What is asked ▸ Copy the lines of the data below exactly, beginning with the line that contains "Target: bare tree branch" and continuing through the end of the data.

[Source data]
★ ★ ★ ★ ★ ★ ★
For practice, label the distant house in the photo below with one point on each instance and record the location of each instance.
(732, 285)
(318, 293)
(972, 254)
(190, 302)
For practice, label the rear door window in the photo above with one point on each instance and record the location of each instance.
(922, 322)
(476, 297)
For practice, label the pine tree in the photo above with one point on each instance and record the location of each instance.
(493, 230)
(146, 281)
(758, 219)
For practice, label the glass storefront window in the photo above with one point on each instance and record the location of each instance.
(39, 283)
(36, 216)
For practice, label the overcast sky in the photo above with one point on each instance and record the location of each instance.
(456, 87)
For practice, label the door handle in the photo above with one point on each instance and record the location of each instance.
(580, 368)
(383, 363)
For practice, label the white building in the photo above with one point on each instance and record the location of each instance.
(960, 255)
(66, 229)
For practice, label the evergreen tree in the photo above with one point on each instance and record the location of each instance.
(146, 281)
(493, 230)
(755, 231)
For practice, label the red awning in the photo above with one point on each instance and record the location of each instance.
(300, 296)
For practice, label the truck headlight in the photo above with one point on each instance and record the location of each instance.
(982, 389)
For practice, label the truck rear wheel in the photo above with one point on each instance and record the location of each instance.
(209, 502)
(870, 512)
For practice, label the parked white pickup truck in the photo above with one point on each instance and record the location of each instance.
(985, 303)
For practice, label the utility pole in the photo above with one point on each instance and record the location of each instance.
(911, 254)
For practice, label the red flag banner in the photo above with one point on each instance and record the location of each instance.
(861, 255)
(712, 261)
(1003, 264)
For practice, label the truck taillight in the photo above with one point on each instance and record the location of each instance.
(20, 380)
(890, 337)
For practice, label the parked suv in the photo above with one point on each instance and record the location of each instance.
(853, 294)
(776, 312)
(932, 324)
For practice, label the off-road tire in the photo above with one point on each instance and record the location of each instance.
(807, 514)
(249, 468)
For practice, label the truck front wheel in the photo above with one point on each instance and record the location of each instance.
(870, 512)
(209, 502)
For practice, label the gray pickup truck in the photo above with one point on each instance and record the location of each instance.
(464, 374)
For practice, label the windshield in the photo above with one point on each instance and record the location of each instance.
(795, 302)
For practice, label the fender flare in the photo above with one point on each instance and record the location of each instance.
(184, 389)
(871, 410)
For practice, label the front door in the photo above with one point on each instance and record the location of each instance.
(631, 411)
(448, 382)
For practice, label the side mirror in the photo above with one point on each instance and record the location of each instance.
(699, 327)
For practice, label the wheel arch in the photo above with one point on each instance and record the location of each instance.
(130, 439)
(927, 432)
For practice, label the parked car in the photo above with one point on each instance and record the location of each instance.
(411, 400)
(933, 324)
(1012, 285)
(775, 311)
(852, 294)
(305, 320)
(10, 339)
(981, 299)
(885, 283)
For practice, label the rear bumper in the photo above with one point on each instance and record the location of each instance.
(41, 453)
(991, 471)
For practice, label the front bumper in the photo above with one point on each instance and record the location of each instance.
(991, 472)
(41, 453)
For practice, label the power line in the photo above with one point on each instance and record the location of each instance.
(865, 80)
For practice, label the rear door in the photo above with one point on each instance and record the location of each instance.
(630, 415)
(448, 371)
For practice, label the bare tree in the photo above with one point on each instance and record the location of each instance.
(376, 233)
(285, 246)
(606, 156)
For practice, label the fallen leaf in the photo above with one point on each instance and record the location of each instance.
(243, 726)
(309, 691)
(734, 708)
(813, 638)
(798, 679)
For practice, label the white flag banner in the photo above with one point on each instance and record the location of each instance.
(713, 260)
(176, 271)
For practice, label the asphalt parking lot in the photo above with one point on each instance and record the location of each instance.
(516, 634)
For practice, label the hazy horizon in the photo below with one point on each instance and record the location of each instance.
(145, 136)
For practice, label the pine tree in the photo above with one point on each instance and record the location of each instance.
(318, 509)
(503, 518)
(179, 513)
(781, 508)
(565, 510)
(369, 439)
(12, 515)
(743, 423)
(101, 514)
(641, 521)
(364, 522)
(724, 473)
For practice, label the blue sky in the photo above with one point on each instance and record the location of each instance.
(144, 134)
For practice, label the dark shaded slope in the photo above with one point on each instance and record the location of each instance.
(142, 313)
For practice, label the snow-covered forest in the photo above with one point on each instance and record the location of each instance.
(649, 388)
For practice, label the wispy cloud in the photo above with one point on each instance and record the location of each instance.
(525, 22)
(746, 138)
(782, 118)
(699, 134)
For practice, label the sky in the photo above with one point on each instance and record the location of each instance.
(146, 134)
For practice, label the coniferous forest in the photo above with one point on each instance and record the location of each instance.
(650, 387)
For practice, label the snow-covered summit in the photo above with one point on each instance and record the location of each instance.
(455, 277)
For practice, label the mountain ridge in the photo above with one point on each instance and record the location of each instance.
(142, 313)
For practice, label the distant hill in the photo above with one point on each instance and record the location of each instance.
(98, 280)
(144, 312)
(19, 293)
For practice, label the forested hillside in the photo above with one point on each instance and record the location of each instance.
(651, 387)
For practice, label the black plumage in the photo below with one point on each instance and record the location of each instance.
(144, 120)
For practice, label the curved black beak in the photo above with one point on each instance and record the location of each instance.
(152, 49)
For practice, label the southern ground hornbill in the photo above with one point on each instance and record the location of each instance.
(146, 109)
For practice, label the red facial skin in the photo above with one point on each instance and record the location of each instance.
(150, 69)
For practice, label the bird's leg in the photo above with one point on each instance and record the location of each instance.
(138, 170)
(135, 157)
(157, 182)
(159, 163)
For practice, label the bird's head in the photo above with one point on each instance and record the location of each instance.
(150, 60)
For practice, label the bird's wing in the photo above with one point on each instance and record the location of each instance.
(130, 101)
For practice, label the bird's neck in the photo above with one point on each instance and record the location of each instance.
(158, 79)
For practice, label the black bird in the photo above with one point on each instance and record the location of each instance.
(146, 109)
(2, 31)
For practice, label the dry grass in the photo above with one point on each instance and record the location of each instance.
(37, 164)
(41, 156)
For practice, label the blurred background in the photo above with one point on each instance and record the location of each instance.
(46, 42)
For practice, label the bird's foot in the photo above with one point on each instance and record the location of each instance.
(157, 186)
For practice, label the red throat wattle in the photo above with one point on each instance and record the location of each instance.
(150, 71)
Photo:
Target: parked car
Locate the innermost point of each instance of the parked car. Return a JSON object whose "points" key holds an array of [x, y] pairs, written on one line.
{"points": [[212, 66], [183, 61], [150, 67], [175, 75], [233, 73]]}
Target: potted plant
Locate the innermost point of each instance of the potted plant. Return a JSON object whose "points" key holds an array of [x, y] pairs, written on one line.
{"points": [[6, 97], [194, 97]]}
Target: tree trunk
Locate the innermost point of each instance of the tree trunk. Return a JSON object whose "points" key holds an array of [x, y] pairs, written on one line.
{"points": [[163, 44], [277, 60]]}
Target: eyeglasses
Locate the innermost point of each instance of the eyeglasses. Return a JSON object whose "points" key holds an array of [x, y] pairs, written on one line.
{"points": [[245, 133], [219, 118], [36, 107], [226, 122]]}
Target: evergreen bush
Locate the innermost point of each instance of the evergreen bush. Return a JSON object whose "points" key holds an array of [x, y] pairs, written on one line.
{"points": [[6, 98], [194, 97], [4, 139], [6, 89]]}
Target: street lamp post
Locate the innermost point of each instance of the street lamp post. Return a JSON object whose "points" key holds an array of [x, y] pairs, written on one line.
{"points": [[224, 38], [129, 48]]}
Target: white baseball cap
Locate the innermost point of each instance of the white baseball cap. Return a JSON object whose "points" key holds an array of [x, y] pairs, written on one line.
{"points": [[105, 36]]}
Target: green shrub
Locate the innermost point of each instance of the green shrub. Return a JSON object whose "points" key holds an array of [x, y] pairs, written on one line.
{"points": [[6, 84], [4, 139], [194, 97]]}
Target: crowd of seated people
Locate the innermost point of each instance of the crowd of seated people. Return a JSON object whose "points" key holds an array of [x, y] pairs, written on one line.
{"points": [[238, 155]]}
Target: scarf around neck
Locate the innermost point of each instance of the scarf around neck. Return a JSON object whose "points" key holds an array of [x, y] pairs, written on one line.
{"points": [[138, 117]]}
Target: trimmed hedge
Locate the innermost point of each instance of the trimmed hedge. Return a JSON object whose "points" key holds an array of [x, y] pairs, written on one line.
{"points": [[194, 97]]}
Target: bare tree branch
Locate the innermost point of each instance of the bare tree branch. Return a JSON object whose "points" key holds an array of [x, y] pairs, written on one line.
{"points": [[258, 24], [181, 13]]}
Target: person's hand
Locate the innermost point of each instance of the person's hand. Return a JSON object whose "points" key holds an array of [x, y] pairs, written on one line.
★ ★ ★ ★ ★ ★ ★
Expected answer ▸
Target: bare tree branch
Locate the innermost point of each instance of the bare tree branch. Return a JSON object whose "points" key holds an array of [x, y] pairs, written on one line.
{"points": [[258, 24], [181, 13]]}
Target: person's hand
Locate the innermost point of each instance of the person's hand. Return a JSON object whose "points" key holds an array of [x, y] pairs, written on one line.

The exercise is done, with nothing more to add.